The problem: Identify every line in the rows below that contains the word "region" and copy each one in full. Case counts.

Material for the task:
◆ ◆ ◆

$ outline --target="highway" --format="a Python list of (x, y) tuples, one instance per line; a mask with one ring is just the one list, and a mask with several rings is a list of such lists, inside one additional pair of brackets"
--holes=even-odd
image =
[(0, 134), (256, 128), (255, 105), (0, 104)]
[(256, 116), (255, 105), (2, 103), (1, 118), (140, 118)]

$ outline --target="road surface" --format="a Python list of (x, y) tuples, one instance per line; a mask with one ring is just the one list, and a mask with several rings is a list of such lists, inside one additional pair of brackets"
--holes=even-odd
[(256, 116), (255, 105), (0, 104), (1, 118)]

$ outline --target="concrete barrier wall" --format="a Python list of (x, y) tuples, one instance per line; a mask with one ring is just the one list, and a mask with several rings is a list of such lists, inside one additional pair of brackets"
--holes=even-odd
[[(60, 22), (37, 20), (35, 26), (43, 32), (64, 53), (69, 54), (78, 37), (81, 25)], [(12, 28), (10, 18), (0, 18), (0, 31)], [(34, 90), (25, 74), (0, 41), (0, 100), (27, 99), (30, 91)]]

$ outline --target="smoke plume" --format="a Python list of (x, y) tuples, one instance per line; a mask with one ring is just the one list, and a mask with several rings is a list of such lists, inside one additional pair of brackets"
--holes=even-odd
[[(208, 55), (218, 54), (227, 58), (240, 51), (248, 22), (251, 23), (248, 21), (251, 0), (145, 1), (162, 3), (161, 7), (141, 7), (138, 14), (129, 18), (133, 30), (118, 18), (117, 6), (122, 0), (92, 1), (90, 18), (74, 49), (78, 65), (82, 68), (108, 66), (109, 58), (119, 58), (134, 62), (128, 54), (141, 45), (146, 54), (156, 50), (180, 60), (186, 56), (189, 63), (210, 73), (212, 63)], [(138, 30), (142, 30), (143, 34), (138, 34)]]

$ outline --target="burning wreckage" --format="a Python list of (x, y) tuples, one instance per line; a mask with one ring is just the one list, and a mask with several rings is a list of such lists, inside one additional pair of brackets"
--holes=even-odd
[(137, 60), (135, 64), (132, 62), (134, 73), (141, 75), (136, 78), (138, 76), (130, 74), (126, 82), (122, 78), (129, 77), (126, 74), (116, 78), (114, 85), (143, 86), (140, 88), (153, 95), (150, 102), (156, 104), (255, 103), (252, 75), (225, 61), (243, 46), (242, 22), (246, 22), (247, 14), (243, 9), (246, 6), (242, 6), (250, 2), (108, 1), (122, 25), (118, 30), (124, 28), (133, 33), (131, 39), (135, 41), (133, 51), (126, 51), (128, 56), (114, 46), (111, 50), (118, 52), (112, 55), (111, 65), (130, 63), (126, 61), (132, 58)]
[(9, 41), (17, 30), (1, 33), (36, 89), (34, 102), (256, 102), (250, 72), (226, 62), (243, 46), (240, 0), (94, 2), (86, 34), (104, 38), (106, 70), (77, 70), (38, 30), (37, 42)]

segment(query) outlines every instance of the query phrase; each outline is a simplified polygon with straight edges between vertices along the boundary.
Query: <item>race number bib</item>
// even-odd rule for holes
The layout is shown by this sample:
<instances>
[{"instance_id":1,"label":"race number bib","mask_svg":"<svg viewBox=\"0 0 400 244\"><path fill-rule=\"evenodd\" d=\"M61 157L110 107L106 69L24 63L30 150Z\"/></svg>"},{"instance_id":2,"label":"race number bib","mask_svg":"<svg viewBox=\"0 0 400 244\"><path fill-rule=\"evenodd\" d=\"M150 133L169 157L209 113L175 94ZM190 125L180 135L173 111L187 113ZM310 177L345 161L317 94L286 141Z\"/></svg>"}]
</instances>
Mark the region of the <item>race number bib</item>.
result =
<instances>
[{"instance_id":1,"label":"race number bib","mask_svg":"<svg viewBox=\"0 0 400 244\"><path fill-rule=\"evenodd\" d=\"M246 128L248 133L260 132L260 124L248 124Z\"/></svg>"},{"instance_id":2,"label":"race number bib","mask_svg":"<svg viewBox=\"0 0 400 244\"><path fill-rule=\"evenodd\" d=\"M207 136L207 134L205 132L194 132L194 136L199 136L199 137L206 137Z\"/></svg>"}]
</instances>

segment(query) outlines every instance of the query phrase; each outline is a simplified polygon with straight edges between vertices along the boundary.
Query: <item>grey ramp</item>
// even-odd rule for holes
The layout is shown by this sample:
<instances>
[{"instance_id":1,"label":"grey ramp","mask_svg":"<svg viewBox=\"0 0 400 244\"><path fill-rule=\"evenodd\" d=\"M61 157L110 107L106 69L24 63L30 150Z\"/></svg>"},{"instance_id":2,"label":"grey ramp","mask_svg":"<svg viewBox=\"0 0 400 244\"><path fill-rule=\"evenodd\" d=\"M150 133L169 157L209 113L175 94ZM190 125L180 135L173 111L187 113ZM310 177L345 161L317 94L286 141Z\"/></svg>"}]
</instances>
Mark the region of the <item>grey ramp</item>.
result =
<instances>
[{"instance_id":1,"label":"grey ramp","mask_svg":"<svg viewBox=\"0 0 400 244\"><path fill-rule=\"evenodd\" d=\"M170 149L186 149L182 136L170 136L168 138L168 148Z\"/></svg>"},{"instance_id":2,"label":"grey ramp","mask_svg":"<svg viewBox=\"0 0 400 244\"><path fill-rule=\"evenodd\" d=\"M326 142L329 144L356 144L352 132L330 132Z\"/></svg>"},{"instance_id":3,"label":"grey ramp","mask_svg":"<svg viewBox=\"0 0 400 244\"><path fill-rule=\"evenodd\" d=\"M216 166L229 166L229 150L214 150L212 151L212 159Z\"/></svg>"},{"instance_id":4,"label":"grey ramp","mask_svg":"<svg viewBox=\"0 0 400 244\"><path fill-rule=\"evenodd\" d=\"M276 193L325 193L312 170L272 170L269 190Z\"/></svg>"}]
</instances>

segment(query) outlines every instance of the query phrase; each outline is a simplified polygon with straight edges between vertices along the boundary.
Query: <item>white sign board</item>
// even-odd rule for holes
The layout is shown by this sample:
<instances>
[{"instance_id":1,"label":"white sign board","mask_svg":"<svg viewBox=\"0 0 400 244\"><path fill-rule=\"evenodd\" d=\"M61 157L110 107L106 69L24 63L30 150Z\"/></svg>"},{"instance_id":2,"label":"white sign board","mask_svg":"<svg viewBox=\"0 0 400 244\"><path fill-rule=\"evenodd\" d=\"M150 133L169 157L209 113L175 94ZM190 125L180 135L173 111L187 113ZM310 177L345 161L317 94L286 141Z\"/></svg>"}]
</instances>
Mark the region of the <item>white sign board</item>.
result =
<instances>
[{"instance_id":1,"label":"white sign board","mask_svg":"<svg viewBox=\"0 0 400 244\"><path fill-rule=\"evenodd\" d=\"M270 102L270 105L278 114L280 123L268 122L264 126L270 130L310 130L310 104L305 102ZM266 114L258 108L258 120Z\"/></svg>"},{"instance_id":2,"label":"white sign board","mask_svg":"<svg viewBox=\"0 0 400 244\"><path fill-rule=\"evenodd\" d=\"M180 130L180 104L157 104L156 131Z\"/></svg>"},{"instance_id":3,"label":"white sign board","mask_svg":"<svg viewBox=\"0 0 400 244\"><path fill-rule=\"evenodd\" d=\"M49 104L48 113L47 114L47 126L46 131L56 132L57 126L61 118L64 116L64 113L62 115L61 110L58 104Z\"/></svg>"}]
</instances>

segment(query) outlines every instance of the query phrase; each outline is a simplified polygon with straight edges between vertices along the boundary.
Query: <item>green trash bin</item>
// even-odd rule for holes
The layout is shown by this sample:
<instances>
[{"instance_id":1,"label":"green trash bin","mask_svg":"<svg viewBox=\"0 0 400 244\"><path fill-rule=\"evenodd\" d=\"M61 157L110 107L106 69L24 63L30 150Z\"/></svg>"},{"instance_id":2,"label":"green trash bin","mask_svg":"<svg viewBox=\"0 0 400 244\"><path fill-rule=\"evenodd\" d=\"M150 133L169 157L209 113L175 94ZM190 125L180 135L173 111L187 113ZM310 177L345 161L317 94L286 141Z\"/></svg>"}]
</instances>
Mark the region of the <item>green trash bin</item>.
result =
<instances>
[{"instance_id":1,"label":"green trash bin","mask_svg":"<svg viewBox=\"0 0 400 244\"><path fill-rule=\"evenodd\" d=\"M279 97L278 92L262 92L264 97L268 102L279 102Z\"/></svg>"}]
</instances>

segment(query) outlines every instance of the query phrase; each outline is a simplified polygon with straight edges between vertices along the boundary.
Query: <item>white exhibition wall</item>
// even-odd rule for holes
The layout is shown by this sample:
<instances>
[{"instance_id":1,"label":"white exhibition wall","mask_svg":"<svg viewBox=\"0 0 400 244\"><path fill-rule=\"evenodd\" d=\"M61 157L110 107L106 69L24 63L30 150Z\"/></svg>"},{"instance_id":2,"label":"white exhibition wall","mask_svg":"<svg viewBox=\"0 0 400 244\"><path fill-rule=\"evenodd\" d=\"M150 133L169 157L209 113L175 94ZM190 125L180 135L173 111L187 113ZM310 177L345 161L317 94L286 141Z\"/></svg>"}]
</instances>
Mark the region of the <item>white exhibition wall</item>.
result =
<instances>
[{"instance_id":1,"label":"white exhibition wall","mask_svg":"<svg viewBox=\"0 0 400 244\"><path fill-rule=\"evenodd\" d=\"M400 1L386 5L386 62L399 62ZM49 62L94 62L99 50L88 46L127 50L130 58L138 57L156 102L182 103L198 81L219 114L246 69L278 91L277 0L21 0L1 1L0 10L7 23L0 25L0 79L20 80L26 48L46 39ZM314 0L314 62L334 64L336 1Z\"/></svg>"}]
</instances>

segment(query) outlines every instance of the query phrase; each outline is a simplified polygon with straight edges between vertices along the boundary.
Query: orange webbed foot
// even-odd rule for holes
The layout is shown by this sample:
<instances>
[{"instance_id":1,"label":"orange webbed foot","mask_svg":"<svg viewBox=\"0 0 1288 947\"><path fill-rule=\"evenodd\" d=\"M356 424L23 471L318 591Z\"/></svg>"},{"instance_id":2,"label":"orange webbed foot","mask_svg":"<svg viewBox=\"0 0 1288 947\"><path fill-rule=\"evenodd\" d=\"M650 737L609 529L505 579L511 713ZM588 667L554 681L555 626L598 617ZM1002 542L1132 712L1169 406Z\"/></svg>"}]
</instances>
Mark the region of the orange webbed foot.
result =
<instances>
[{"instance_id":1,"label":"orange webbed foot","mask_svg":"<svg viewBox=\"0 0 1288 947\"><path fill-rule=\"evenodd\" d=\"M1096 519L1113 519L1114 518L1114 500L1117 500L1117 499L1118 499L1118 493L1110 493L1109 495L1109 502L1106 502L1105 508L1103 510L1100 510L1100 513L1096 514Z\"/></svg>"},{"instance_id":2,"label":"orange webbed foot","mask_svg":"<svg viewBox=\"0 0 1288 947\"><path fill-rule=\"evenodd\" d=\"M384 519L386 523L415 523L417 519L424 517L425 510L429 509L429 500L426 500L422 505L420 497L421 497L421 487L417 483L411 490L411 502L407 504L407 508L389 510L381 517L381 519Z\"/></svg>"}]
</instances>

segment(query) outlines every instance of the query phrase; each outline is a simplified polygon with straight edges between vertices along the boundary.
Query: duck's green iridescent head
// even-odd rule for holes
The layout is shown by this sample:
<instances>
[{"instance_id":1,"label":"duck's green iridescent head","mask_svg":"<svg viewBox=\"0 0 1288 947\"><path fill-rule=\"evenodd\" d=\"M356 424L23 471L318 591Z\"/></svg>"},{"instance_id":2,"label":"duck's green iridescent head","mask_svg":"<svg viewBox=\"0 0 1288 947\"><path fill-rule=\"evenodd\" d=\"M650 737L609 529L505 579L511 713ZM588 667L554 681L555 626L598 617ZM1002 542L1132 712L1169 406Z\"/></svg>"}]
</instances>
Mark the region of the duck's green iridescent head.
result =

◆ ◆ ◆

Exercise result:
Mark the region of the <item>race number bib</item>.
Mark the region of the <item>grey ramp</item>.
Mark the region of the <item>white sign board</item>.
Mark the region of the <item>green trash bin</item>.
Mark the region of the <item>white exhibition wall</item>.
Mark the region of the orange webbed foot.
Mark the region of the duck's green iridescent head.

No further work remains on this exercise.